(Dataset records on where objects are located)
* * * * * * * * *

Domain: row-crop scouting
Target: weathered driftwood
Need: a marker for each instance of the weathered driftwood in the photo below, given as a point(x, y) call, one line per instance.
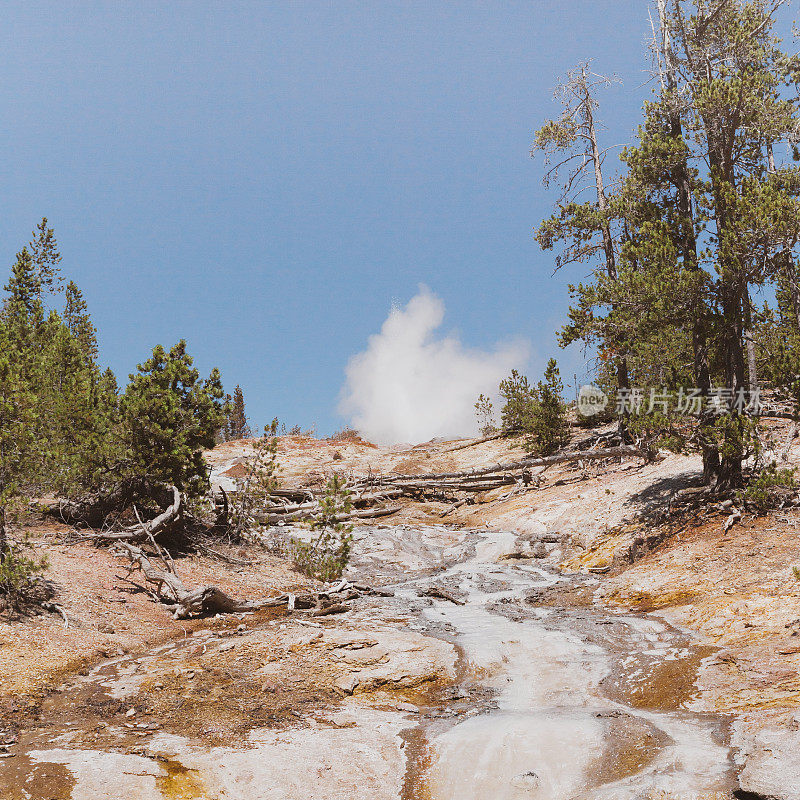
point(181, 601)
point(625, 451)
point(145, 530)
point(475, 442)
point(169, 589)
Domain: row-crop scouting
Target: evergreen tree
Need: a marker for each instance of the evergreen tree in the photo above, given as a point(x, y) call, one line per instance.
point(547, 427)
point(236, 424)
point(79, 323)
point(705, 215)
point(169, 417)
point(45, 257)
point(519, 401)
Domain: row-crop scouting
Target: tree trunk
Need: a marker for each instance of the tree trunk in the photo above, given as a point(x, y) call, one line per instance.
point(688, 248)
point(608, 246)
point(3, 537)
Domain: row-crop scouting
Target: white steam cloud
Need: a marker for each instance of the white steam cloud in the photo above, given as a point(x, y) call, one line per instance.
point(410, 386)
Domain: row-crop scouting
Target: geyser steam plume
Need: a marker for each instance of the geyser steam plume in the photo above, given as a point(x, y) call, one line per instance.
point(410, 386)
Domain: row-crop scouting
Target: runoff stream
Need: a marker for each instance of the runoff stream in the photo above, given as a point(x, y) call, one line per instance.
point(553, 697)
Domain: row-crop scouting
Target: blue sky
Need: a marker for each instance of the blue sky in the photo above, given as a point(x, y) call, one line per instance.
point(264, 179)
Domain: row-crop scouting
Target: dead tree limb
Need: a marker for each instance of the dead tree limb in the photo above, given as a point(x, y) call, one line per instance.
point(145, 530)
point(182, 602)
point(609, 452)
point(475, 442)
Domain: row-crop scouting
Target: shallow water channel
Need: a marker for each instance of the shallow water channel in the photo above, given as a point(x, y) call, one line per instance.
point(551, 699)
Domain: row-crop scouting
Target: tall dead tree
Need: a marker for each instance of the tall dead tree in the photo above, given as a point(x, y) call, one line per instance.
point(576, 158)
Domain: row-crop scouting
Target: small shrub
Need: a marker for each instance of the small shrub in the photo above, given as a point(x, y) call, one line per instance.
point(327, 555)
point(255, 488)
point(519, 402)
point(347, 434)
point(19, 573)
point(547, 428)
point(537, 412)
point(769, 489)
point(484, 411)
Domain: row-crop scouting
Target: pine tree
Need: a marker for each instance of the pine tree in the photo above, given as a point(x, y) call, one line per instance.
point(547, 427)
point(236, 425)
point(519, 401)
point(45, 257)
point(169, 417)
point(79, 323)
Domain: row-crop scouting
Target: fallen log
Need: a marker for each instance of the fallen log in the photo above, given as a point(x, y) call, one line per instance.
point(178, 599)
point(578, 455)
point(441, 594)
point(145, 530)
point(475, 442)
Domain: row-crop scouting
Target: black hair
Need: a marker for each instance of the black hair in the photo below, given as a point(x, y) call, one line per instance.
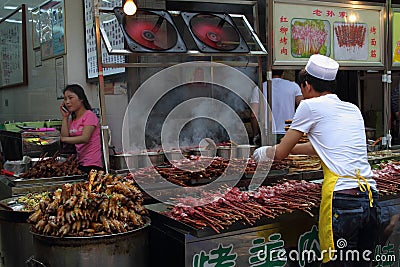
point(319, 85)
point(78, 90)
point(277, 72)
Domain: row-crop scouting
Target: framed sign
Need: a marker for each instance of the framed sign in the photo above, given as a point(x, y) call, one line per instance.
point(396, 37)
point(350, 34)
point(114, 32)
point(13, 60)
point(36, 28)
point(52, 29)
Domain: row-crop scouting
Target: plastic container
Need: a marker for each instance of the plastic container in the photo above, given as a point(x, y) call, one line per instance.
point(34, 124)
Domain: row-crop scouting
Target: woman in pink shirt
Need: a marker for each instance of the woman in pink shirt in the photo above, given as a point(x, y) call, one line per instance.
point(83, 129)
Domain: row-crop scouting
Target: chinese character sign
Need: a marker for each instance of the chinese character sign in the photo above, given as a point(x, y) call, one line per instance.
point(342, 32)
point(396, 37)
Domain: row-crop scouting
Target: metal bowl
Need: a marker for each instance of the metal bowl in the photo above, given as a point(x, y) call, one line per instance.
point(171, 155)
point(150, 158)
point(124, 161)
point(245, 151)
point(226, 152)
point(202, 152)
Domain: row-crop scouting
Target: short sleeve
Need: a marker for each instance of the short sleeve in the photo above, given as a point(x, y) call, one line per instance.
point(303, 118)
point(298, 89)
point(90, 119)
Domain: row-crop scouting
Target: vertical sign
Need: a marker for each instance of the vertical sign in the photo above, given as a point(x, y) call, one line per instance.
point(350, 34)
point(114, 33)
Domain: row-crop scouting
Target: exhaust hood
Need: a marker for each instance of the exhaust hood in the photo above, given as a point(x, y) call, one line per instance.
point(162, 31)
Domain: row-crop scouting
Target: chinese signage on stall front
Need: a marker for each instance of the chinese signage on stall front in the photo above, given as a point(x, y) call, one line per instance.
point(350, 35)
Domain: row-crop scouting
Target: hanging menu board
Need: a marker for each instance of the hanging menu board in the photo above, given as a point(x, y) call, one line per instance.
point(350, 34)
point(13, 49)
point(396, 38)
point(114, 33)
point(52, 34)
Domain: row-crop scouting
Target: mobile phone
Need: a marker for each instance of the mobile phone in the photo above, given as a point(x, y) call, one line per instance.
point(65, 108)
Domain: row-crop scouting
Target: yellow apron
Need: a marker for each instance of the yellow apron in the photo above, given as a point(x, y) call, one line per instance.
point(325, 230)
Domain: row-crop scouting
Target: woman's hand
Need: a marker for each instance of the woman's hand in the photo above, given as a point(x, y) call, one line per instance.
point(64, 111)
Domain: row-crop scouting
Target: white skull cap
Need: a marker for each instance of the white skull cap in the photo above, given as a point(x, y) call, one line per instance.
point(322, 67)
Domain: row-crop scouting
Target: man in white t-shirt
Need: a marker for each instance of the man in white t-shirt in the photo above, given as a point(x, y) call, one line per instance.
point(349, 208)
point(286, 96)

* * * * * * * * *

◆ **DIRECTIONS**
Copy every line of the listing above word for word, leaving out the pictures.

◆ **SOLUTION**
Domain: row-crop scouting
Target: weathered driftwood
Need: a marker for each instance of the weathered driftwood in the photo below, given as a point(x, y) call, one line per instance.
point(181, 601)
point(625, 451)
point(145, 530)
point(475, 442)
point(169, 589)
Domain: row-crop scouting
Target: evergreen tree
Need: a marker for each instance of the evergreen tree in the photo above, given as a point(x, y) call, one line per instance.
point(547, 427)
point(236, 424)
point(79, 323)
point(705, 215)
point(169, 417)
point(45, 257)
point(519, 401)
Domain: row-crop scouting
Target: tree trunk
Need: a marker for each instance of the tree trunk in the photo above, given as a point(x, y) call, one line per instance.
point(688, 248)
point(608, 246)
point(3, 537)
Domain: row-crop scouting
Target: white steam cloud
Need: a marker for each instance of the white steam cloud in the photo above, given as a point(x, y) call, one line per instance.
point(410, 386)
Domain: row-crop scouting
Target: geyser steam plume
Need: a marker for each instance of the geyser steam plume in the photo above, given as a point(x, y) call, one line per instance.
point(410, 386)
Domain: row-crop scouting
Target: runoff stream
Need: a marker for each instance of the runoff stream in the photo above, given as a point(x, y) call, one line per instance.
point(553, 697)
Domain: row-crop scouting
Target: blue sky
Need: a marker for each instance of the blue sky in the photo above, given as a point(x, y) call, one line per instance.
point(264, 179)
Domain: row-crop scouting
Target: dead tree limb
Need: a marker for each instance of the dead tree limb in the photo above, given as a point(x, y) call, one line per instance.
point(145, 530)
point(182, 602)
point(609, 452)
point(475, 442)
Domain: row-crop scouting
Target: shallow water channel
Need: a marker for each instance of the shallow water channel in the photo above, given as a point(x, y) call, one line per instance.
point(551, 699)
Domain: row-crop scouting
Target: tall dead tree
Need: a marker for each instance of the tall dead tree in the photo above, given as a point(x, y) call, one line per instance.
point(576, 158)
Domain: row-crop scouting
Target: small shrub
Need: a marker for each instance of the small shrub in the photo above, given as a point(x, y) call, one line per instance.
point(327, 555)
point(255, 488)
point(519, 402)
point(347, 434)
point(19, 573)
point(547, 428)
point(537, 412)
point(769, 489)
point(484, 411)
Domain: row-crop scouting
Target: pine tree
Need: a marker for each instance of the pine tree in the photo above, given as a point(x, y) call, one line per instance.
point(547, 427)
point(236, 425)
point(519, 401)
point(45, 257)
point(169, 417)
point(79, 323)
Domain: row-crop scouting
Target: fallen log
Need: a marker for each instance of the fallen log in the photo above, given as a point(x, y) call, one line per instance.
point(178, 599)
point(578, 455)
point(441, 594)
point(145, 530)
point(475, 442)
Domain: row-crop scouting
Target: black hair
Need: a marker for each instance of the black hair in the photo below, given as a point(x, y) call, one line per instance.
point(319, 85)
point(78, 90)
point(277, 72)
Domain: row-crop scouting
Target: framed sign
Need: a marker for each instance of the framed sign in the photo above, given as a point(x, y) call, one line per instance.
point(396, 37)
point(350, 34)
point(114, 32)
point(13, 60)
point(36, 28)
point(52, 29)
Domain: row-crop scouting
Target: plastic container
Need: a marker for each instance of the plastic container in the photo above, given as a point(x, y) call, one line per instance.
point(34, 124)
Domain: row-crop scouting
Target: woman in pink shirt
Need: a marker for each instance of the woman in pink shirt in the photo above, given as a point(x, y) call, one line per instance.
point(83, 129)
Domain: row-crop scouting
Target: chinese character sign
Need: a marker for each instance of the chinese character sign in the photo above, given as a point(x, y) call, one line per instance.
point(342, 32)
point(396, 37)
Domain: row-crop scouting
Target: metal bowl
Need: a marker for each instance of the metal bowl in the photo above, given as a point(x, y) call, one line per instance.
point(171, 155)
point(150, 158)
point(124, 161)
point(245, 151)
point(226, 152)
point(202, 152)
Domain: row-crop scouting
Target: short sleeve
Need: a marker for each instance of the short sleeve in the photo above, given as a point(x, y) call, one line per instance.
point(303, 118)
point(298, 89)
point(90, 119)
Domain: row-crop scouting
Target: vertical sign
Need: a marker for each instance of the vertical sign in the photo above, given as a point(x, y) call, one line per instance.
point(350, 34)
point(114, 33)
Domain: row-crop scouting
Target: exhaust hood
Need: a marker for each instance of the exhaust hood in the photo above, given as a point(x, y) call, one line per instance.
point(162, 31)
Domain: row-crop scouting
Target: chinese signage on stall front
Need: a marker for each instance of the chinese signage on stall front in the photo above, given as a point(x, y) call, one line per instance.
point(350, 35)
Domain: row-crop scouting
Target: hanging menu board
Need: a marker for each instance of the hanging menu board in the photo above, given as a point(x, y) call, one line per instance.
point(350, 34)
point(13, 49)
point(396, 38)
point(114, 33)
point(52, 34)
Domain: row-crop scouting
Target: mobile phone
Need: a marker for each instance of the mobile phone in the photo above, given as a point(x, y) call, one line per instance.
point(65, 108)
Domain: row-crop scouting
Target: yellow apron
Need: a marker for each instance of the yellow apron in the photo above, given as a point(x, y) call, one line per instance.
point(325, 230)
Domain: row-crop scouting
Target: woman's hand
Need: a marker for each instance of the woman's hand in the photo above, given as a point(x, y) call, one line per instance.
point(64, 111)
Domain: row-crop scouting
Target: white skull cap
Need: a marker for each instance of the white skull cap in the photo above, given as a point(x, y) call, one line per instance.
point(322, 67)
Domain: row-crop scouting
Target: man in white t-shirt
Need: a marker for each instance of the man in white t-shirt in the photo above, given as a point(x, y) call, one line per instance.
point(349, 208)
point(286, 96)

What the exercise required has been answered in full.